## START

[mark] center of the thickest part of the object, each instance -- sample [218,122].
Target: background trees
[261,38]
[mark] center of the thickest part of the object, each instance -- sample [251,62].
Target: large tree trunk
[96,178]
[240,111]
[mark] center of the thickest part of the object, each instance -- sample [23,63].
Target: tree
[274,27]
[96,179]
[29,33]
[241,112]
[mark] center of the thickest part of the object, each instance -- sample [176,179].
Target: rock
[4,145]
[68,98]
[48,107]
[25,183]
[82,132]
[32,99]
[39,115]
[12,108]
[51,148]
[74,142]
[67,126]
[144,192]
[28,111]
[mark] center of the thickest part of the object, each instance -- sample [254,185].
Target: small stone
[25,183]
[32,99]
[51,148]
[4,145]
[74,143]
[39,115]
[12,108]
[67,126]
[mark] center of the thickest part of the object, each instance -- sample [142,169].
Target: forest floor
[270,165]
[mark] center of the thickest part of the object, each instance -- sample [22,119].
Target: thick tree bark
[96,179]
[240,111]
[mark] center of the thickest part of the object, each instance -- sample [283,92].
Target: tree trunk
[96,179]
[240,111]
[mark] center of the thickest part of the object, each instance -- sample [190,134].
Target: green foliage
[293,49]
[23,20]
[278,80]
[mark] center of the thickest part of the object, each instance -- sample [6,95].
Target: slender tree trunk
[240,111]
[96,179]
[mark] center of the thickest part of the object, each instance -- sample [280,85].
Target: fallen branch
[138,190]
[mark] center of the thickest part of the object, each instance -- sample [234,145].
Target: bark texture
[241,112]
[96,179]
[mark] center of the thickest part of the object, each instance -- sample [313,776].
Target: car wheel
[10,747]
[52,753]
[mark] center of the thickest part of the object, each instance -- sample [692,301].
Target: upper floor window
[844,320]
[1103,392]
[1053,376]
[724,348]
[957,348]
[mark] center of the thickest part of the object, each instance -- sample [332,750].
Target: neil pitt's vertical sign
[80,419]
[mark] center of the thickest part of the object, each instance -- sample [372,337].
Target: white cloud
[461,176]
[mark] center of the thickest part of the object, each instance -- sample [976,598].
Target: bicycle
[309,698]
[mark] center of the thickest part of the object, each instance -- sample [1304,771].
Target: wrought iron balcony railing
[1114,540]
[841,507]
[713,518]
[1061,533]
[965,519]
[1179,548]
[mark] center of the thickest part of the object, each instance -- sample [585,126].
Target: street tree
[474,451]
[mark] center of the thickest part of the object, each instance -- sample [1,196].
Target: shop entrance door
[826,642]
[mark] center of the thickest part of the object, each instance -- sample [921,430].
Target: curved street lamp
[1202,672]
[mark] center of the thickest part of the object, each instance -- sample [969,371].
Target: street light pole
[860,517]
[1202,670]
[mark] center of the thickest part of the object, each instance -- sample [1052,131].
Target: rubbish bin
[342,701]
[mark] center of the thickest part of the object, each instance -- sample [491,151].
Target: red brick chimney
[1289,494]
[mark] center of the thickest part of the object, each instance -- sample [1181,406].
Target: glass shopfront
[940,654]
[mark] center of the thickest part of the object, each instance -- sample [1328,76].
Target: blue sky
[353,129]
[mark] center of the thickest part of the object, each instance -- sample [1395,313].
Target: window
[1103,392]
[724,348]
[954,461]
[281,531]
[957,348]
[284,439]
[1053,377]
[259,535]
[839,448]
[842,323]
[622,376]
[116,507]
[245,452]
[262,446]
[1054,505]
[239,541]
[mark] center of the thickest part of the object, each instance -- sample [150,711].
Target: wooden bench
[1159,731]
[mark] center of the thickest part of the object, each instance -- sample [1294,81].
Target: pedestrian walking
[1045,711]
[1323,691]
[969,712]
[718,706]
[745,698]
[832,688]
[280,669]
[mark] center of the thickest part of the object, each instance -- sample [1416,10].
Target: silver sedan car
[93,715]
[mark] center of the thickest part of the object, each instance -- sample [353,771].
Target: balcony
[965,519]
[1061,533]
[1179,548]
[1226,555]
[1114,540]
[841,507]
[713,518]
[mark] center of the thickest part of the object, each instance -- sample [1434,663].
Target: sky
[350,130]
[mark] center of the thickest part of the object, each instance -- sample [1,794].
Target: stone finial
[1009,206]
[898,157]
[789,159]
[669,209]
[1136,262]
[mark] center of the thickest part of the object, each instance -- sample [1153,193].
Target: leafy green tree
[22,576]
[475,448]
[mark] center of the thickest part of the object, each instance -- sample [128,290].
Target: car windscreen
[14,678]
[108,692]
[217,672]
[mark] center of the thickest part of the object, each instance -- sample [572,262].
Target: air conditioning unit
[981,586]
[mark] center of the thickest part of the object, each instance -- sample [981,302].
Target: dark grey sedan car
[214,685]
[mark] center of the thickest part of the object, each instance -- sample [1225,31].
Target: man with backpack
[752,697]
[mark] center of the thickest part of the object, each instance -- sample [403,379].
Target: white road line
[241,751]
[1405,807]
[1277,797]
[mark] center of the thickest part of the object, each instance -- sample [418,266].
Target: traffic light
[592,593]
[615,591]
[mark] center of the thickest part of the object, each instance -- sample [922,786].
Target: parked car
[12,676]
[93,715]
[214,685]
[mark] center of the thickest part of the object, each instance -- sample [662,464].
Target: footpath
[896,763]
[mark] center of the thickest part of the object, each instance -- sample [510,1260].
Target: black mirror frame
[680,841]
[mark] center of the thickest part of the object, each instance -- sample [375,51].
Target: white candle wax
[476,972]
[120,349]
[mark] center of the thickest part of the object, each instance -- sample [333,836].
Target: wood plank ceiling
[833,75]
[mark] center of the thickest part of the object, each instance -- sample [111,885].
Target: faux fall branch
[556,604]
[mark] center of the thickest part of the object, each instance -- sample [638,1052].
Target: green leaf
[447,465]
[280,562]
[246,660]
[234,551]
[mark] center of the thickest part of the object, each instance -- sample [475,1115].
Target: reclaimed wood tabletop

## END

# YOUR INSTRUCTIONS
Reproduce all the items above, substituting "widest" for every "thickest" and keeping everything else the same.

# RESULT FOR THIS TASK
[mark] center of the widest part of the object, each instance -- sample [218,122].
Target: background trees
[261,38]
[mark] center of the widest part of the object, each instance -- sample [251,62].
Target: large tree trunk
[96,178]
[240,111]
[mark] center of the widest part of the object, each instance -- sample [23,63].
Target: tree
[274,27]
[96,179]
[29,33]
[241,112]
[mark] center of the widest part of the object, each instance -- sample [176,179].
Target: rock
[4,145]
[68,98]
[48,107]
[25,183]
[82,132]
[32,99]
[39,115]
[12,108]
[51,148]
[74,142]
[67,126]
[144,192]
[28,111]
[mark] center of the widest part of the object, each instance -- sample [254,185].
Target: small stone
[25,183]
[32,99]
[51,148]
[4,145]
[74,143]
[39,115]
[12,108]
[67,126]
[mark] center of the widest part of the object, each instance -- sample [142,169].
Target: forest floor
[270,165]
[mark] center of the widest part of the object, each instance -- sample [22,119].
Target: thick tree bark
[96,179]
[240,111]
[mark] center of the widest part of the object, each instance -- sample [283,92].
Target: tree trunk
[96,179]
[240,111]
[mark] center of the widest part of the object, each instance -- sample [190,134].
Target: green foliage
[293,49]
[23,20]
[278,80]
[mark] center of the widest part of the object, each instance -- sample [6,95].
Target: slender tree trunk
[240,111]
[96,179]
[mark] center of the widest part of the object, each instance -- sample [280,85].
Target: fallen branch
[138,190]
[mark] center of the widest part of the object, each instance -- sample [234,145].
Target: bark texture
[241,112]
[96,179]
[mark] center of the widest part of the object, each instance -- sample [313,776].
Target: car wheel
[10,747]
[52,753]
[mark] center of the widest part of the object, each instance -- sample [692,301].
Target: upper floor window
[844,320]
[1103,392]
[1053,376]
[724,348]
[957,348]
[mark] center of the widest part of the object, each instance -- sample [332,750].
Target: neil pitt's vertical sign
[80,419]
[mark] center of the widest part of the object, each instance -- sample [372,337].
Target: white cloud
[461,176]
[mark] center of the widest part of the object, each instance -- sample [976,598].
Target: bicycle
[309,698]
[mark] center of the widest part of the object, each instance -- sample [1304,771].
Target: wrought iron balcony railing
[1114,540]
[841,507]
[713,518]
[1061,533]
[965,519]
[1179,548]
[mark] center of the widest part of the object, each instance -- sample [585,126].
Target: street tree
[474,451]
[mark] center of the widest part of the object, each instance -- sample [1,196].
Target: shop entrance door
[826,642]
[mark] center of the widest part of the object, each instance -- sample [921,430].
Target: curved street lamp
[1202,672]
[mark] center of the widest part of the object, each instance -- sample [969,371].
Target: street light pole
[860,517]
[1202,670]
[mark] center of the widest part of the object, each instance -- sample [1052,131].
Target: rubbish bin
[342,701]
[mark] center of the widest part of the object, each instance -- sample [491,151].
Target: red brick chimney
[1289,494]
[mark] center of the widest part of the object, each instance -- sample [1181,406].
Target: glass shopfront
[940,654]
[mark] center of the widest part of the object, each instance -- sample [1328,76].
Target: blue sky
[353,129]
[mark] center of the widest part of the object, each instance -- sample [1395,313].
Target: window
[1103,392]
[724,348]
[954,461]
[281,531]
[957,348]
[284,439]
[1053,377]
[259,535]
[839,448]
[842,323]
[622,376]
[116,507]
[245,452]
[262,446]
[1054,505]
[239,541]
[mark] center of the widest part of the object, each instance -- sample [150,711].
Target: wooden bench
[1159,731]
[mark] center of the widest part of the object, each instance -- sample [1294,81].
Target: pedestrian walking
[1045,711]
[1323,691]
[969,712]
[718,706]
[745,698]
[832,688]
[280,669]
[mark] center of the widest part of the object, each instance -- sample [1416,10].
Target: silver sedan car
[93,715]
[mark] center of the widest part of the object, each instance -- sample [353,771].
Target: balcony
[965,519]
[1061,533]
[1179,548]
[1226,555]
[1114,540]
[841,507]
[713,518]
[mark] center of the widest part of the object, each instance -- sample [1434,663].
Target: sky
[350,130]
[mark] center of the widest part of the object, each instance -- sample [1,794].
Target: stone finial
[1009,206]
[898,157]
[789,159]
[669,209]
[1136,262]
[mark] center of the widest part of the object, each instance -- sample [1153,193].
Target: leafy green tree
[22,576]
[475,448]
[mark] center of the widest part of the object, each instance -- sample [128,290].
Target: car windscreen
[14,678]
[108,692]
[217,672]
[mark] center of the widest part of the object, each instance -- sample [572,262].
Target: air conditioning unit
[981,586]
[mark] center of the widest part of the object, each instance -- sample [981,302].
Target: dark grey sedan car
[214,685]
[mark] center of the widest part of the object, each instance -- sample [1225,31].
Target: man with backpack
[752,697]
[mark] center of the widest part of the object, each instance -- sample [403,379].
Target: white road line
[241,751]
[1405,807]
[1277,797]
[mark] center of the widest part of the object, each instance -- sample [418,266].
Target: traffic light
[592,593]
[615,591]
[mark] center of the widest part of the object, each instance -- sample [922,786].
Target: parked car
[12,676]
[93,715]
[214,685]
[mark] center of the widest part of the object, each instance -- sample [662,464].
Target: footpath
[896,763]
[mark] center of the widest part of the object, each instance -- sample [510,1260].
Target: black mirror frame
[680,841]
[mark] center of the widest part of the object, each instance -- sample [375,51].
Target: white candle wax
[476,972]
[120,349]
[mark] center of the widest part of the object, each instance -- sample [333,836].
Target: wood plank ceiling
[833,75]
[mark] center of the widest part of the object, each instance -- sample [111,885].
Target: faux fall branch
[556,604]
[mark] center of the widest part of the object, each instance -- sample [638,1052].
Target: green leaf
[447,465]
[280,562]
[246,660]
[234,551]
[mark] center of the widest part of the object, each instance -- sample [475,1115].
Target: reclaimed wood tabletop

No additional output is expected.